_THE REQUEST:_ Return every line in the records below that contains the string "instance", matching case exactly.

_RECORD SET:_
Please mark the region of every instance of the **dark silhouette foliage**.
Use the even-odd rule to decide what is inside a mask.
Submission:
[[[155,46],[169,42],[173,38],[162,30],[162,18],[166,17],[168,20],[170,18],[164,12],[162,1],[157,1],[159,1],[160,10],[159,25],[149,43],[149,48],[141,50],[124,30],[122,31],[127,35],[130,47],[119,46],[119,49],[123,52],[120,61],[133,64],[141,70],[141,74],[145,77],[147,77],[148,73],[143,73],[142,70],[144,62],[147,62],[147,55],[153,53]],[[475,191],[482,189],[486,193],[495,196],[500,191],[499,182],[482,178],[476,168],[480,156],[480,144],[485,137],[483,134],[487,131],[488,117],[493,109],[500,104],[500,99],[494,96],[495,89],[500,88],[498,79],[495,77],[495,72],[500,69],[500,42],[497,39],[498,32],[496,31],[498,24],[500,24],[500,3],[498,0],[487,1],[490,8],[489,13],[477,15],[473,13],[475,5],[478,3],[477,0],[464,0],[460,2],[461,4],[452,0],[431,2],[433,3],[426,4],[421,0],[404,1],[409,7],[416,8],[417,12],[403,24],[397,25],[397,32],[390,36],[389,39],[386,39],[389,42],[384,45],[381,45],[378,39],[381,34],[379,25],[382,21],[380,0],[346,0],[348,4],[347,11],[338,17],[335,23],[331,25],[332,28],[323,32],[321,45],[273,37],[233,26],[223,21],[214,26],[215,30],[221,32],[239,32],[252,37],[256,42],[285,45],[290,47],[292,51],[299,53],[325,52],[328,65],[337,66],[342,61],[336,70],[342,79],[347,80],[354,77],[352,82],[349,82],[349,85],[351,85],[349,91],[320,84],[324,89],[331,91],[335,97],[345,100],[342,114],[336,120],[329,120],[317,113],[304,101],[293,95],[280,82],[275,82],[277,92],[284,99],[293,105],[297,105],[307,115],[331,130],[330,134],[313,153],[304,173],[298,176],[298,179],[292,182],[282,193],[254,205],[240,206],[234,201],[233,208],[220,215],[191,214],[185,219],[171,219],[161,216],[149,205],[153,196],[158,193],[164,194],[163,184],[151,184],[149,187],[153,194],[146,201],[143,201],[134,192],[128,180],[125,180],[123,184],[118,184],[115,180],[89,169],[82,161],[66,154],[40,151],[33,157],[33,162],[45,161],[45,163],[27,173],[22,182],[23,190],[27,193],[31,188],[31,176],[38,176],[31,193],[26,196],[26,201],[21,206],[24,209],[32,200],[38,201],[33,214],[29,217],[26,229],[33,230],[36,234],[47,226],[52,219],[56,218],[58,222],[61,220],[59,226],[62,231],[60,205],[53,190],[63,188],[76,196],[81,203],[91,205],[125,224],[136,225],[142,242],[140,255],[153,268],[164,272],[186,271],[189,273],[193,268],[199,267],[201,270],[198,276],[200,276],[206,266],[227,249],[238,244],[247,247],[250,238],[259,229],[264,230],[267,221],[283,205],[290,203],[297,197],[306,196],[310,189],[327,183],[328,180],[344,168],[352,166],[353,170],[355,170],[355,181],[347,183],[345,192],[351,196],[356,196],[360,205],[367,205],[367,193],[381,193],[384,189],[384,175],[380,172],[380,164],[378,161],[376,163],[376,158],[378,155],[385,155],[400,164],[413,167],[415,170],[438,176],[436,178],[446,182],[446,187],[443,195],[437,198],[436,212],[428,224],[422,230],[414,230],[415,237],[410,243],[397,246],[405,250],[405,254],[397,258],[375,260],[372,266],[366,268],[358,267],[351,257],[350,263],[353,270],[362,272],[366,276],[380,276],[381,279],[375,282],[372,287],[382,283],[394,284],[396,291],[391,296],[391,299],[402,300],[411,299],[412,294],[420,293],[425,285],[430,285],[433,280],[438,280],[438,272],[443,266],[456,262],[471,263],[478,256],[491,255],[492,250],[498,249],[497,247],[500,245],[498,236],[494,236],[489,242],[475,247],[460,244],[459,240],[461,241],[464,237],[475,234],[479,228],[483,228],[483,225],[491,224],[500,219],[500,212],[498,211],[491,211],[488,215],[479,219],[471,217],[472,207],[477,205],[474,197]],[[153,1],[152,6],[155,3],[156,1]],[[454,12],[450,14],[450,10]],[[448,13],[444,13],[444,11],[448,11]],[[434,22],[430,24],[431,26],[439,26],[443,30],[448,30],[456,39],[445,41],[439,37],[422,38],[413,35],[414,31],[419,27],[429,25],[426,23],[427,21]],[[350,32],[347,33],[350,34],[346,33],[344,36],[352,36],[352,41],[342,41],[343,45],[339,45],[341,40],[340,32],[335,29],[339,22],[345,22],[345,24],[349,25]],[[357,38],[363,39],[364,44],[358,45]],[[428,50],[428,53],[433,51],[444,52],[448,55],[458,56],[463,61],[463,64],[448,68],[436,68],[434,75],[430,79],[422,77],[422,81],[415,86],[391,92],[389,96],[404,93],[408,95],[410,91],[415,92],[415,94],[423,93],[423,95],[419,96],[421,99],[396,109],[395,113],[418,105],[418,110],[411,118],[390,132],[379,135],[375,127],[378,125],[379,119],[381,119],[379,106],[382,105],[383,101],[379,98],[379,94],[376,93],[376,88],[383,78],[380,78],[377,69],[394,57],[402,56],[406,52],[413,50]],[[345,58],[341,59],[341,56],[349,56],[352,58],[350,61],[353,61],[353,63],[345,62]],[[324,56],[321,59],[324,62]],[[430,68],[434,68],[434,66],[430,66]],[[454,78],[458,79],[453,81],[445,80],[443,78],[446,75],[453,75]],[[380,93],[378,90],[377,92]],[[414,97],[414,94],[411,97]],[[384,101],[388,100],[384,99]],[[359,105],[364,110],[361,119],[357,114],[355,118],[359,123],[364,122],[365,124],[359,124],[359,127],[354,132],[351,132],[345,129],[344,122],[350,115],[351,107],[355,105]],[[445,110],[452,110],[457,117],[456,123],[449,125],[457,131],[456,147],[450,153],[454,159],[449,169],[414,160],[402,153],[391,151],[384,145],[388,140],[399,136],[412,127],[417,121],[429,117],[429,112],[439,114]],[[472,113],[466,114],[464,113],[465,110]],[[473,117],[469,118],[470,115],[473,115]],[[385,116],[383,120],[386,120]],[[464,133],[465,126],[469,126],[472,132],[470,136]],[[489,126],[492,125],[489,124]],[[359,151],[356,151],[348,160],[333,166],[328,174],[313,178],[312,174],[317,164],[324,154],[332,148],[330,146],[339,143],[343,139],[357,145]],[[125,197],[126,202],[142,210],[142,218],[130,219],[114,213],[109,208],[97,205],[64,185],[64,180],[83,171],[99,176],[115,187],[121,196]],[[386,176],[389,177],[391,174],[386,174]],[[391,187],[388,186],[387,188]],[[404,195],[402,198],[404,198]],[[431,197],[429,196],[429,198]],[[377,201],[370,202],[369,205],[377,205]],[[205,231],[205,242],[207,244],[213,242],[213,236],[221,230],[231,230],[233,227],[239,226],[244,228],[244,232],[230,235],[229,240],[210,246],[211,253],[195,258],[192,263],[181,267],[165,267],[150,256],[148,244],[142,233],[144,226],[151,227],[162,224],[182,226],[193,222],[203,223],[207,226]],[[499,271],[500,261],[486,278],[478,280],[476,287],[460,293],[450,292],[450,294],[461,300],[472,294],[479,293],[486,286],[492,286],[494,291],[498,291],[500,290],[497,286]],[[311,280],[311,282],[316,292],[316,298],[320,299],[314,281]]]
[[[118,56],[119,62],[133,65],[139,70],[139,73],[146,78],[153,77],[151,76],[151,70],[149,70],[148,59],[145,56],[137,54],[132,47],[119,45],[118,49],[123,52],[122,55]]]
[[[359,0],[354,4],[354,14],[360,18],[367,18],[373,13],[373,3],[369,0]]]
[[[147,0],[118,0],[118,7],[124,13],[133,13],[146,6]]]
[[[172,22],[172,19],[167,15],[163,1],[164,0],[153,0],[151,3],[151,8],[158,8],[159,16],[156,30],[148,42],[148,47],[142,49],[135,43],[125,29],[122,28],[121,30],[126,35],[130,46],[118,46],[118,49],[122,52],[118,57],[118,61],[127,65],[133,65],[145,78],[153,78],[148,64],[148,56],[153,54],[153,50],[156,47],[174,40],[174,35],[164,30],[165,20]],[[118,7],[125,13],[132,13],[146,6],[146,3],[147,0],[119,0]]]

_THE OUTPUT:_
Please mark the region of every instance of the **dark silhouette foliage**.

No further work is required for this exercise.